Reproduce the material below verbatim, line for line, without altering anything.

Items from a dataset
+ + +

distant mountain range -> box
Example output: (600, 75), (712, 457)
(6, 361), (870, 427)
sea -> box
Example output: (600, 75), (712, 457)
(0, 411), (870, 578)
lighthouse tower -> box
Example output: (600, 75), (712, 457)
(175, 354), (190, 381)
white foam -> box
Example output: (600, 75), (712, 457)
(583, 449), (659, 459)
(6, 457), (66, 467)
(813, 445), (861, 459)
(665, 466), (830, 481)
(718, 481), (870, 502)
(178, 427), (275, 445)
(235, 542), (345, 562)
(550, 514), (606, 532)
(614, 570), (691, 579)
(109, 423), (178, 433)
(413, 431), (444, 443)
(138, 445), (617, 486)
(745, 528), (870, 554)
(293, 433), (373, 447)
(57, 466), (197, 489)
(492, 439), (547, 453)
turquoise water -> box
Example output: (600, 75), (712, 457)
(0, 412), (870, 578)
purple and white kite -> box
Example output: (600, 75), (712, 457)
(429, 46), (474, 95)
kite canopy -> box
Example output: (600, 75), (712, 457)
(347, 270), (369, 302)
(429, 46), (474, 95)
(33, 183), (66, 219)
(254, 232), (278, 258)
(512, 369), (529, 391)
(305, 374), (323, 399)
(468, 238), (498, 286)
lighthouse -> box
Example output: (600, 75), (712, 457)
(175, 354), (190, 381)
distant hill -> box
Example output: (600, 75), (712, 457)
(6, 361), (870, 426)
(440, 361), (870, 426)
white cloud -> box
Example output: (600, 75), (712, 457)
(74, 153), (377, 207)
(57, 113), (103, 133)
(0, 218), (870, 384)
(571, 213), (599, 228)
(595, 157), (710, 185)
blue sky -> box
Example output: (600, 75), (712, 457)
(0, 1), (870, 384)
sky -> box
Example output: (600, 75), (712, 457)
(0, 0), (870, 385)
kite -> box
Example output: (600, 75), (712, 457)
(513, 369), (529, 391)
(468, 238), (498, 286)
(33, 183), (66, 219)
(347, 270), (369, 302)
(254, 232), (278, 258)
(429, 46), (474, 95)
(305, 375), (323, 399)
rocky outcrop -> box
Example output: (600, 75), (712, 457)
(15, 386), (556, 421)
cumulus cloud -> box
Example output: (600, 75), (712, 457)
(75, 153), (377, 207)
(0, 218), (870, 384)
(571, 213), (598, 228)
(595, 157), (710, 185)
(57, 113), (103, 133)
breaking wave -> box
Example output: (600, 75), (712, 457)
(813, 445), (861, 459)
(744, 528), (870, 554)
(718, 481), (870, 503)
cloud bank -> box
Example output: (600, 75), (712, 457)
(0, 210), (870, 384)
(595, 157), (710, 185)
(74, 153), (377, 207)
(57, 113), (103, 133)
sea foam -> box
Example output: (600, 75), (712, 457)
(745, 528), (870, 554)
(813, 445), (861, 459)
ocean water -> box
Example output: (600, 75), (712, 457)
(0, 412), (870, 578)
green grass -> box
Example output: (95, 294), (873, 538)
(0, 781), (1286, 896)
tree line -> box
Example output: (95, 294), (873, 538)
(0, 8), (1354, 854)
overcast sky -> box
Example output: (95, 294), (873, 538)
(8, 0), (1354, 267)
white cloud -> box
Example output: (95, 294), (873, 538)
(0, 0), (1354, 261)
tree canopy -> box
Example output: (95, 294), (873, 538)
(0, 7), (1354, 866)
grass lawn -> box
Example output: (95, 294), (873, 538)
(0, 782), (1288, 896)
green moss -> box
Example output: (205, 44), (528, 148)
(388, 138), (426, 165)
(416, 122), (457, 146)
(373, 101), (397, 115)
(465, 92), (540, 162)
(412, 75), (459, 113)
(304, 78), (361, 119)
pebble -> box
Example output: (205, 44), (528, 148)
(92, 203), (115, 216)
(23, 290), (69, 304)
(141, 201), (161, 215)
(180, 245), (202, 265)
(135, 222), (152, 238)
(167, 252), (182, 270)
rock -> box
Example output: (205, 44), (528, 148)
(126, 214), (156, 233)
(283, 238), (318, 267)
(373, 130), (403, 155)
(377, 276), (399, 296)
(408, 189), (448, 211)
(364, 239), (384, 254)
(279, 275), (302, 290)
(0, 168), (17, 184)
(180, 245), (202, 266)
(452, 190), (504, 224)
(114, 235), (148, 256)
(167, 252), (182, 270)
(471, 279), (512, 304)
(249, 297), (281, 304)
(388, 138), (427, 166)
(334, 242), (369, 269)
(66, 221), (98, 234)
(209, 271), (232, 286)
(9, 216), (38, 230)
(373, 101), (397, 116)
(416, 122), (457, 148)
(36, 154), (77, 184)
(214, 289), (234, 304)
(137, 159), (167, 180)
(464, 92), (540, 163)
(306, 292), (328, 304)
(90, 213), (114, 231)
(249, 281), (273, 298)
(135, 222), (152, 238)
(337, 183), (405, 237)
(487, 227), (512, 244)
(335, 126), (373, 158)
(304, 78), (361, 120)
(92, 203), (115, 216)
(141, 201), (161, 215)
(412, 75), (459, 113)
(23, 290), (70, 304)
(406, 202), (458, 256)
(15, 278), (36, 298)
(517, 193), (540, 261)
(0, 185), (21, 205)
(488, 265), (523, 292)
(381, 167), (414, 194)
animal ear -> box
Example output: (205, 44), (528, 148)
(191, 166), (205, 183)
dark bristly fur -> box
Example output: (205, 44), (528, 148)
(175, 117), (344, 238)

+ + +

▶ **Response**:
distant mountain range -> box
Example output: (600, 75), (712, 457)
(6, 361), (870, 427)
sea -> box
Example output: (600, 75), (712, 457)
(0, 411), (870, 578)
lighthouse tower -> box
Example output: (600, 75), (712, 457)
(175, 354), (190, 381)
white foam -> box
Example output: (600, 75), (712, 457)
(583, 449), (659, 459)
(6, 457), (66, 467)
(813, 445), (861, 459)
(665, 466), (830, 481)
(718, 481), (870, 502)
(178, 427), (275, 445)
(235, 542), (345, 562)
(550, 514), (606, 532)
(614, 570), (691, 579)
(109, 423), (178, 433)
(413, 431), (444, 443)
(138, 445), (617, 486)
(745, 528), (870, 554)
(293, 433), (373, 447)
(57, 466), (197, 489)
(492, 439), (547, 453)
turquoise water -> box
Example output: (600, 75), (712, 457)
(0, 412), (870, 578)
purple and white kite -> box
Example output: (600, 75), (712, 457)
(429, 46), (474, 95)
kite canopy -> box
Example output: (600, 75), (712, 457)
(347, 270), (369, 302)
(429, 46), (474, 95)
(33, 183), (66, 219)
(254, 232), (278, 258)
(512, 369), (529, 391)
(305, 374), (323, 399)
(468, 238), (498, 286)
lighthouse -> box
Example output: (600, 75), (712, 457)
(175, 354), (190, 381)
distant hill -> box
Example output: (600, 75), (712, 457)
(6, 361), (870, 426)
(440, 361), (870, 426)
white cloud -> box
Example output: (600, 75), (712, 457)
(74, 153), (377, 207)
(57, 113), (103, 133)
(0, 218), (870, 384)
(571, 213), (599, 228)
(595, 157), (710, 185)
blue sky -> box
Example output: (600, 75), (712, 457)
(0, 1), (870, 384)
sky -> box
Example output: (600, 75), (712, 457)
(0, 0), (870, 385)
kite -> box
Example output: (600, 75), (712, 457)
(513, 369), (529, 391)
(468, 238), (498, 286)
(33, 183), (66, 219)
(347, 270), (369, 302)
(254, 232), (278, 258)
(429, 46), (474, 95)
(305, 375), (323, 399)
rocky outcrop -> box
Example output: (600, 75), (712, 457)
(15, 386), (556, 421)
cumulus cloud -> box
Example output: (600, 75), (712, 457)
(75, 153), (377, 207)
(0, 218), (870, 384)
(571, 213), (598, 228)
(595, 157), (710, 185)
(57, 113), (103, 133)
breaking wave -> box
Example output: (600, 75), (712, 457)
(813, 445), (861, 459)
(744, 528), (870, 554)
(718, 481), (870, 503)
cloud bank -> box
Example output: (600, 75), (712, 457)
(0, 210), (870, 384)
(595, 157), (710, 185)
(74, 153), (377, 207)
(57, 113), (103, 133)
sea foam -> box
Example output: (600, 75), (712, 457)
(745, 528), (870, 554)
(813, 445), (861, 459)
ocean water -> box
Example output: (600, 75), (712, 457)
(0, 412), (870, 578)
green grass -> box
Example output: (95, 294), (873, 538)
(0, 781), (1286, 896)
tree line -> box
Example output: (95, 294), (873, 538)
(0, 8), (1354, 854)
overcast sky -> box
Example output: (95, 294), (873, 538)
(8, 0), (1354, 267)
white cloud -> box
Example output: (95, 294), (873, 538)
(0, 0), (1354, 261)
tree canopy -> box
Example output: (95, 294), (873, 538)
(0, 7), (1354, 866)
grass lawn -> box
Example output: (95, 294), (873, 538)
(0, 782), (1288, 896)
green moss -> box
Example output: (205, 44), (528, 148)
(388, 138), (426, 165)
(416, 122), (457, 146)
(373, 101), (397, 115)
(465, 92), (540, 162)
(412, 75), (459, 113)
(304, 78), (361, 119)
pebble -> box
Example output: (205, 44), (528, 148)
(92, 203), (115, 216)
(23, 290), (69, 304)
(141, 201), (161, 215)
(180, 245), (202, 265)
(135, 222), (152, 238)
(167, 252), (182, 270)
rock -> box
Example output: (205, 44), (528, 148)
(126, 214), (156, 233)
(283, 238), (318, 267)
(373, 130), (403, 155)
(377, 276), (399, 296)
(408, 189), (448, 211)
(364, 239), (384, 254)
(279, 275), (302, 290)
(0, 168), (17, 184)
(180, 245), (202, 266)
(452, 190), (504, 224)
(114, 235), (148, 256)
(167, 252), (182, 270)
(471, 279), (512, 304)
(249, 297), (281, 304)
(388, 138), (427, 166)
(334, 242), (369, 269)
(66, 221), (98, 234)
(209, 271), (232, 286)
(9, 216), (38, 230)
(373, 101), (397, 116)
(416, 122), (457, 148)
(36, 154), (77, 184)
(214, 289), (234, 304)
(137, 159), (167, 180)
(464, 92), (540, 163)
(306, 292), (328, 304)
(90, 213), (114, 231)
(249, 281), (273, 298)
(135, 222), (152, 238)
(337, 183), (405, 237)
(487, 227), (512, 244)
(335, 126), (373, 158)
(304, 78), (361, 120)
(92, 203), (115, 216)
(141, 201), (161, 215)
(412, 75), (459, 113)
(23, 290), (70, 304)
(406, 202), (458, 256)
(15, 278), (36, 298)
(517, 193), (540, 261)
(0, 185), (21, 205)
(488, 265), (523, 292)
(381, 167), (414, 194)
animal ear -> box
Example output: (205, 44), (528, 148)
(191, 166), (205, 183)
dark bristly fur -> box
Example output: (205, 44), (528, 148)
(175, 117), (344, 238)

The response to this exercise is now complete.